= Exercise goal =
Only one stretch of the data below is wanted: the lines starting at the one with "Target: yellow classical building" and ending at the one with "Target: man in blue t-shirt", both included, given again exactly.

= Records provided =
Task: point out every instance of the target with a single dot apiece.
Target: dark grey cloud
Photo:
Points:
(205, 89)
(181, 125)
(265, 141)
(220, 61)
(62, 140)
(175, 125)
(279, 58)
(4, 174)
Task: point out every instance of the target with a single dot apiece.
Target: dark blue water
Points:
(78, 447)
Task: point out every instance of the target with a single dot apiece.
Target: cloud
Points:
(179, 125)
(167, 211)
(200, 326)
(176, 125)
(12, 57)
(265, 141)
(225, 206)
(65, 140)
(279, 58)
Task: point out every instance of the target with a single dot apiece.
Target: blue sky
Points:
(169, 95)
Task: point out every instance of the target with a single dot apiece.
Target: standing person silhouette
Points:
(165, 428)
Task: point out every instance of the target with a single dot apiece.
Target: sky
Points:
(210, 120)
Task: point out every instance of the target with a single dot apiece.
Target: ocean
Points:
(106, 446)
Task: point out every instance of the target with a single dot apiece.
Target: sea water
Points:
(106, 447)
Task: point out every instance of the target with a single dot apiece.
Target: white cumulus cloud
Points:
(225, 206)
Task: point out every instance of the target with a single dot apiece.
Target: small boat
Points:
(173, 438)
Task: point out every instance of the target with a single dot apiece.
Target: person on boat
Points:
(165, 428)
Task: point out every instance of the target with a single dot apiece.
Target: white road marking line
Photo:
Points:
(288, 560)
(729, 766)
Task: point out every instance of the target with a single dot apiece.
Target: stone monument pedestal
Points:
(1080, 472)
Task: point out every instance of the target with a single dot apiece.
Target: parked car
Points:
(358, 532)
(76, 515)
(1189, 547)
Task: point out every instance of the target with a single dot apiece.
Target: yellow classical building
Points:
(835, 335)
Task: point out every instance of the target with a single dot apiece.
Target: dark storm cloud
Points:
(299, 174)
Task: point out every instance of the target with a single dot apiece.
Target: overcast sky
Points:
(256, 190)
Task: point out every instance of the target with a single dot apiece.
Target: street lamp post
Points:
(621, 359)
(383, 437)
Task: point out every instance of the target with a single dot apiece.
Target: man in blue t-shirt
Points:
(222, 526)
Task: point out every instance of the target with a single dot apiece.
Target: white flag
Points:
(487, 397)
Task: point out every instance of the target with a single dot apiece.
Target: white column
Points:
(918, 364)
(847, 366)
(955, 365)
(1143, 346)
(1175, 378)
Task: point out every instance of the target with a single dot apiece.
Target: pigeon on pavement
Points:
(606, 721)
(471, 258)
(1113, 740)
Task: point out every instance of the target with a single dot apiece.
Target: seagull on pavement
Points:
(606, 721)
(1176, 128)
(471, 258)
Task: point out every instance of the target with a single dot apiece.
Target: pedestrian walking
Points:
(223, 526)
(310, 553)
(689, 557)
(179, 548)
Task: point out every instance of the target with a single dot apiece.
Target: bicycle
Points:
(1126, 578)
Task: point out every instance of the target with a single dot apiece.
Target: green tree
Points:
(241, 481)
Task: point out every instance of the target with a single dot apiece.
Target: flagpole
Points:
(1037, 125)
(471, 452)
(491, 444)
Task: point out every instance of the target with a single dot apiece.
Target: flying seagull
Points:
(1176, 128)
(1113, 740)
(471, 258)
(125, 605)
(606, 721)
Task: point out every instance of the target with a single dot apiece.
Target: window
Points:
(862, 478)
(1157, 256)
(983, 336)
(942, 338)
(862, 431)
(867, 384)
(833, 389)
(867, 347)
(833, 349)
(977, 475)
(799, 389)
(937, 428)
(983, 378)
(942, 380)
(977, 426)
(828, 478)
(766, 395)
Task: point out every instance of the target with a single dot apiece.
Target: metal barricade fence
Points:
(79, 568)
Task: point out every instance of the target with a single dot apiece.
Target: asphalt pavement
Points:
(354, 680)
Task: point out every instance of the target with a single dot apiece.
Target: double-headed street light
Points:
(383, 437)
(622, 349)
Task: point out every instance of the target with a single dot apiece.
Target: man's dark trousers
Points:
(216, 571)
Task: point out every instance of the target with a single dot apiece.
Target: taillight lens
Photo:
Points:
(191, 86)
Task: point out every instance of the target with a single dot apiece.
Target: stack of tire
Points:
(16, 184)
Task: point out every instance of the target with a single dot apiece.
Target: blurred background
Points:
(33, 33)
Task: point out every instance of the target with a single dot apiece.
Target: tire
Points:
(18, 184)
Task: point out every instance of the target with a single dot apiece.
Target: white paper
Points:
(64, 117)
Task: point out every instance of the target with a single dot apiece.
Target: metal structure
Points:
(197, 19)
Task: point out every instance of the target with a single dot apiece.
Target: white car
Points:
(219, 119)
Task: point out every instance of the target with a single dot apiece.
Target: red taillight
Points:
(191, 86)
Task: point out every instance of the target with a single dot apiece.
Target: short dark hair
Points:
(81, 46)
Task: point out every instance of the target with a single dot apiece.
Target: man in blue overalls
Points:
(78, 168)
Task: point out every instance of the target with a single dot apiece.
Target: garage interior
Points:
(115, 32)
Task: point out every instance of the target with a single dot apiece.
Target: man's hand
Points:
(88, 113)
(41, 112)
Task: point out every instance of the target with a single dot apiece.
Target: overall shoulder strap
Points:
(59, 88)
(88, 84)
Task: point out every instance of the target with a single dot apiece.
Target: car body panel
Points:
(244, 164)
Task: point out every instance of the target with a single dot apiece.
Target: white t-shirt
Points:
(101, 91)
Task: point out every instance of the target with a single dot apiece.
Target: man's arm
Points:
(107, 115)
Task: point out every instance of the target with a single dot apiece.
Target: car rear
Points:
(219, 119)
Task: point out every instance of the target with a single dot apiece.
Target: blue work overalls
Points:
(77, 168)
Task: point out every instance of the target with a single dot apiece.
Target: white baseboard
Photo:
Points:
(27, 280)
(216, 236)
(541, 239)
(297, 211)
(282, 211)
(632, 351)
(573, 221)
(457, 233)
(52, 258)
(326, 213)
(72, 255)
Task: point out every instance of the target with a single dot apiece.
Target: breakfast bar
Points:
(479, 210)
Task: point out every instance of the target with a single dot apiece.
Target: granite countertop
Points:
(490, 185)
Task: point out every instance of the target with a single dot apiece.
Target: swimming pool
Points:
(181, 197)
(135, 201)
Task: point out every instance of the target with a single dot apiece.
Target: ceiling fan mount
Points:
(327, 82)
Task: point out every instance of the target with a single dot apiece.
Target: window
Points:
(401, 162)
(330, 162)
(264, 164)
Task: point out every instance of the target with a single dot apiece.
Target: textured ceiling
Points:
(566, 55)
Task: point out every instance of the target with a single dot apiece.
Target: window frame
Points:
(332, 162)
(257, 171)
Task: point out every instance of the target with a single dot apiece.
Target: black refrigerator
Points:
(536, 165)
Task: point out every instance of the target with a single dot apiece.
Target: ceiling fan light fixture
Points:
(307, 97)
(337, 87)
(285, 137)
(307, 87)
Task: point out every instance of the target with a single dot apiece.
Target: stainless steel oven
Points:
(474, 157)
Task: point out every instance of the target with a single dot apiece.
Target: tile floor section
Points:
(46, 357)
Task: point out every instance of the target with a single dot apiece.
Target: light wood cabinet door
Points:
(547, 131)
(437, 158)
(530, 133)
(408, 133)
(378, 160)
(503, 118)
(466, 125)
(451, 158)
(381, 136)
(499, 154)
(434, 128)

= Problem solution =
Target: yellow classical building
Points:
(835, 335)
Task: point out every instance of the target with a single dot apiece.
Target: dark storm cloud
Points:
(299, 174)
Task: point out every instance of the target with a single dot apiece.
Target: overcast sky
Points:
(256, 190)
Task: point out every instance of the target with a single dot apiece.
Target: street lamp post
Points:
(621, 359)
(383, 437)
Task: point out every instance of the target with a single dot apiece.
Target: man in blue t-shirt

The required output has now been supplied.